__Tasks and exercises__:
A – In the Slurm GRES feature request below, what name does the writer suggest for the new flag?
B – Please resume the Slurm GRES feature request below, picking up right after its last sentence.

__Page extract__:
■ ■ ■ ■

The OverSubscribe=EXCLUSIVE documentation (https://slurm.schedmd.com/slurm.conf.html#OPT_EXCLUSIVE) states the following: > EXCLUSIVE > Allocates entire nodes to jobs even with SelectType=select/cons_res or SelectType=select/cons_tres configured. > Jobs that run in partitions with OverSubscribe=EXCLUSIVE will have exclusive access to all allocated nodes. > These jobs are allocated all CPUs and GRES on the nodes, but they are only allocated as much memory as they ask for. We have a use case where jobs allocate nodes as exclusive, but we don't want to allocate all the GRES of one custom type. The reason is that enabling this GRES requires extra work and a limited number of nodes can use this GRES concurrently on the cluster Therefore we don't want to "bill" a user for a GRES that is optionally available on the nodes but is not in use for the current job, and we want to enforce resource limits such as GrpTRES based on the actual usage. There is the no_consume flag today, but it will allocate 0 GRES, so it doesn't work for accounting limits. For this use case I believe we would need a new flag (could be called "consume_required") and would be used this way: NodeName=ioctl Gres=widget:consume_required:10 PartitionName=debug Nodes=ioctl OverSubscribe=EXCLUSIVE $ srun --gres=widget:4 -p debug # Will consume 4/10 widget GRES $ srun -p debug # Will consume 0/10 widget GRES This could perhaps be achieved with licenses, but this is inherently a per-node resource unlike licenses that are per-cluster. Node A might support 10 widgets but node B might support 20 widgets.

■ ■ ■ ■

__Supplied data__:
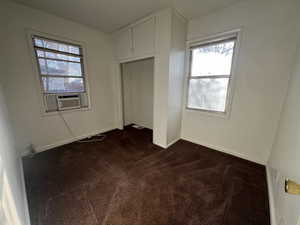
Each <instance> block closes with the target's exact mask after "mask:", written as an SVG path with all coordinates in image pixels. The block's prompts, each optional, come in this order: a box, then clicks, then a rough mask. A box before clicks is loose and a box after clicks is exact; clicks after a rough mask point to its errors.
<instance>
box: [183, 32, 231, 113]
mask: <svg viewBox="0 0 300 225" xmlns="http://www.w3.org/2000/svg"><path fill="white" fill-rule="evenodd" d="M235 45H236V37H231V38H226V39H223V40H218V41H211V42H208V43H206V44H202V45H198V46H195V47H191V48H190V70H189V84H188V100H187V108H189V109H198V110H203V111H212V112H221V113H225V112H226V105H227V98H228V90H229V85H230V79H231V70H232V68H231V67H232V60H233V57H234V50H235Z"/></svg>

■ ■ ■ ■

__Exercise responses__:
A – "consume_required"

B –
"consume_requested" might be a better name, I was thinking of `ReqTres` but Req stands for "Requested" and not "Required".
Felix, this would be possible, however would require being sponsored as paid development by Nvidia. Is this something you are interested in sponsoring?
Updating ticket metadata to reflect status as a potential future enhancement.
Hey Felix - We're working on wrapping this up, but stumbled on one subtle implementation detail that we wanted to check with you on. Each Gres can have an (optional) Type field. Common device definitions look like: Name=gpu Type=k20 File=/dev/nvidia0 Internally, the internal flags field - where this new "explicit" flag is being added - is mapped to the Gres - not each individual (Gres,Type) tuple. This means that, in our current implementation, if you specify any Explicit Gres like: Name=gpu Type=k20 File=/dev/nvidia0 Flags=Explicit That the explicit flag applies not only to the k20 types, but all Gres=gpu defined on the node. So any further definitions like: Name=gpu Type=h100 File=/dev/nvidia1 would automatically inherit the "explicit" flag, and be treated as such in the configuration. We're hoping that's not an issue for your expected use case here, but wanted to confirm that with you in case you have some use for this flag that doesn't match up to this. - Tim
Thanks for asking, I think that's fine.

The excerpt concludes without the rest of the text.